Task to carry out
Change "largest disc" to "biggest circle" everywhere it appears in the lines below, and leave everything else the same.

Dataset entries
◇ ◇ ◇

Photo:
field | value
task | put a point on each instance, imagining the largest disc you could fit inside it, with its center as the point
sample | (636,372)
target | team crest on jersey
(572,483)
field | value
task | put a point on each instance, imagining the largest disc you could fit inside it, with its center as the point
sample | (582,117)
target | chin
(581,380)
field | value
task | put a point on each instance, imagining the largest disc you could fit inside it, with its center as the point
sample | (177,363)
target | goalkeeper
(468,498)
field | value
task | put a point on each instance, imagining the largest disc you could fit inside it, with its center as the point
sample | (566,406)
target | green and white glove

◇ ◇ ◇

Answer to the exercise
Photo:
field | value
task | put a point on each instance, imagining the biggest circle you could fit inside it, with its center as the point
sample | (636,372)
target | team crest on jersey
(572,483)
field | value
task | put a point on each instance, imagining the biggest circle you could fit inside it, with its center as the point
sample | (582,117)
target | chin
(581,380)
field | value
task | put a point on each instance, imagining the biggest circle you could fit inside it, with its center as the point
sample | (177,363)
target | goalkeeper
(468,498)
field | value
task | put a point on each instance, imagining the biggest circle you could fit inside it, with its center as the point
sample | (566,406)
target | green and white glove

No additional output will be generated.